[Lines of data]
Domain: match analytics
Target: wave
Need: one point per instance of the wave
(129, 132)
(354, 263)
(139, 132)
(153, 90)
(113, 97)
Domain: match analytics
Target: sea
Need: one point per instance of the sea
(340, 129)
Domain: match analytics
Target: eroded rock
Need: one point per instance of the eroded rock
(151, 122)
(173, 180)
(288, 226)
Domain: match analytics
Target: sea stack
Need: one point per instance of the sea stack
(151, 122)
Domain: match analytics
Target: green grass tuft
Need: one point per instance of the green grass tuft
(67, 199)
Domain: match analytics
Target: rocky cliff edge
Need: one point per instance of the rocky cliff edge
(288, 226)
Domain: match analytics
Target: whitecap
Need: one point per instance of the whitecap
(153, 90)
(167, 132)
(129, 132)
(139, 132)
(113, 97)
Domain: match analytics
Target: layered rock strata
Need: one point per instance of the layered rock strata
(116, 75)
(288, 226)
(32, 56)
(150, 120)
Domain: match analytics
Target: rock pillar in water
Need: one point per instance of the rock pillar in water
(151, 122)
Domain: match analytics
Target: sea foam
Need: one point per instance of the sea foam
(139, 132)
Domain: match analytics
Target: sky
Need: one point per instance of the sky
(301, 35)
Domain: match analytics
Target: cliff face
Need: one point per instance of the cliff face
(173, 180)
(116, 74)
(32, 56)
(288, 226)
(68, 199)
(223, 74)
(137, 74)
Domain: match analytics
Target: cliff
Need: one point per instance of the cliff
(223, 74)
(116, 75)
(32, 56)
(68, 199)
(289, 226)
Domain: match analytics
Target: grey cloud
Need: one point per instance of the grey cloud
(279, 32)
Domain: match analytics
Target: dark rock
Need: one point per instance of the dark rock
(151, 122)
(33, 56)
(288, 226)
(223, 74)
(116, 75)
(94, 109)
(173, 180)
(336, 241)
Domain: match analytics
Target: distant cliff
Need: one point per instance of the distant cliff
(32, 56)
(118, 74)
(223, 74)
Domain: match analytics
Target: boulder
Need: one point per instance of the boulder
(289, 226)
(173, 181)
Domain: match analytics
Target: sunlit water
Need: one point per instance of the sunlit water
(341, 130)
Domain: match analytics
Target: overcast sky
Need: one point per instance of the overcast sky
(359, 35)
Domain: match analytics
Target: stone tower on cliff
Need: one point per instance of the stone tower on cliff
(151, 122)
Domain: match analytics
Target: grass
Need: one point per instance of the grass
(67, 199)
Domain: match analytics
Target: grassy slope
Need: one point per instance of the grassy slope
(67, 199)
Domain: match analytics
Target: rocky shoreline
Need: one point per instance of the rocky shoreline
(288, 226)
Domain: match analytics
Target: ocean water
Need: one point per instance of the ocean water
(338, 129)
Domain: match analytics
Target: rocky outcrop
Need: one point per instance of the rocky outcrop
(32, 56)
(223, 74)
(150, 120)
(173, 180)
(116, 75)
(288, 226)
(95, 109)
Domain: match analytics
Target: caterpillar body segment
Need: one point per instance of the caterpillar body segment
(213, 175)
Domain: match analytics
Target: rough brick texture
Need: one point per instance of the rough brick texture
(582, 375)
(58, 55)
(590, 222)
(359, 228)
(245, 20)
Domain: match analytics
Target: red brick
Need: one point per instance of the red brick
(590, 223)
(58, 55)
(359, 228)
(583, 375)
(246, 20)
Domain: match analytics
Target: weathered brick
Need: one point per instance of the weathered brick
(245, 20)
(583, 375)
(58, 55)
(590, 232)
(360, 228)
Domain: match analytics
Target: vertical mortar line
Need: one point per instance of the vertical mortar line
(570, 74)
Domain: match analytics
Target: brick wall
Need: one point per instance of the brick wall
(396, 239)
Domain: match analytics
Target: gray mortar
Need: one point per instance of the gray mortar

[Work instructions]:
Return every line of the material exactly.

[Worked answer]:
Domain: match analytics
Target: wave
Need: one point per instance of the wave
(129, 132)
(354, 263)
(139, 132)
(153, 90)
(113, 97)
Domain: match analytics
Target: sea
Need: one point per instance of the sea
(340, 129)
Domain: match analytics
Target: eroded rock
Need: one point per instance of the eroded rock
(151, 122)
(173, 180)
(288, 226)
Domain: match analytics
Target: sea stack
Need: one point per instance of the sea stack
(151, 122)
Domain: match analytics
Target: green grass tuft
Need: one point per instance of the green grass tuft
(67, 199)
Domain: match analytics
Target: rocky cliff edge
Need: one point per instance of the rocky cliff edge
(288, 226)
Domain: match analytics
Target: whitecap
Need: one point per instance of the whitecap
(153, 90)
(167, 132)
(129, 132)
(139, 132)
(113, 97)
Domain: match analytics
Target: layered rock strata
Need: one point per instance of the layered rock strata
(116, 75)
(288, 226)
(32, 56)
(150, 120)
Domain: match analytics
Target: rock pillar in water
Need: one point per instance of the rock pillar in water
(151, 122)
Domain: match analytics
Target: sea foam
Need: one point per instance of the sea foam
(139, 132)
Domain: match analytics
Target: sky
Need: one point per instance of the sky
(301, 35)
Domain: match analytics
Target: cliff face
Need: one point per instance of the cliff face
(173, 180)
(116, 74)
(32, 56)
(288, 226)
(68, 199)
(223, 74)
(137, 74)
Domain: match analytics
Target: cliff
Need: one point per instance of the cliff
(223, 74)
(116, 75)
(32, 56)
(68, 199)
(289, 226)
Domain: match analytics
Target: grey cloud
Need: one point per instance of the grey cloud
(279, 32)
Domain: match analytics
Target: dark rock
Need: one point per instance of the dark rock
(151, 122)
(33, 56)
(288, 226)
(223, 74)
(116, 75)
(94, 109)
(173, 180)
(336, 241)
Domain: match analytics
Target: distant cliff
Need: one point per instance of the distant cliff
(32, 56)
(118, 74)
(223, 74)
Domain: match analytics
Target: boulder
Need: one point per instance of the boulder
(289, 226)
(173, 181)
Domain: match analytics
Target: sunlit water
Need: one point per instance of the sunlit water
(341, 130)
Domain: match analytics
Target: overcast sky
Need: one point per instance of the overcast sky
(359, 35)
Domain: match analytics
Target: stone tower on cliff
Need: one point per instance of the stone tower on cliff
(151, 122)
Domain: match analytics
Target: grass
Need: one point per instance of the grass
(67, 199)
Domain: match analytics
Target: grassy slope
Need: one point per instance of the grassy slope
(67, 199)
Domain: match analytics
Target: rocky shoreline
Need: one point per instance of the rocky shoreline
(288, 226)
Domain: match analytics
Target: ocean water
Need: one point per instance of the ocean water
(338, 129)
Domain: match analytics
Target: rocky outcrop
Need: one point per instance of the rocky outcrop
(32, 56)
(223, 74)
(150, 120)
(173, 180)
(116, 75)
(288, 226)
(95, 109)
Domain: match analytics
Target: caterpillar body segment
Need: one point per instance of the caterpillar body segment
(213, 175)
Domain: match analytics
Target: rough brick texture
Need: one point per instance of the rough brick texture
(582, 375)
(58, 55)
(590, 222)
(359, 228)
(245, 20)
Domain: match analytics
Target: red brick
Need: one point per instance of the red brick
(590, 223)
(58, 55)
(359, 228)
(583, 375)
(246, 20)
Domain: match analytics
Target: weathered brick
Need: one point per instance of the weathered brick
(245, 20)
(583, 375)
(58, 55)
(590, 232)
(360, 228)
Domain: match analytics
Target: vertical mortar line
Need: one point per instance of the vertical mortar line
(570, 74)
Domain: match analytics
Target: brick wall
Need: one point per instance of the brick wall
(396, 239)
Domain: match analytics
Target: gray mortar
Need: one point per instance of the gray mortar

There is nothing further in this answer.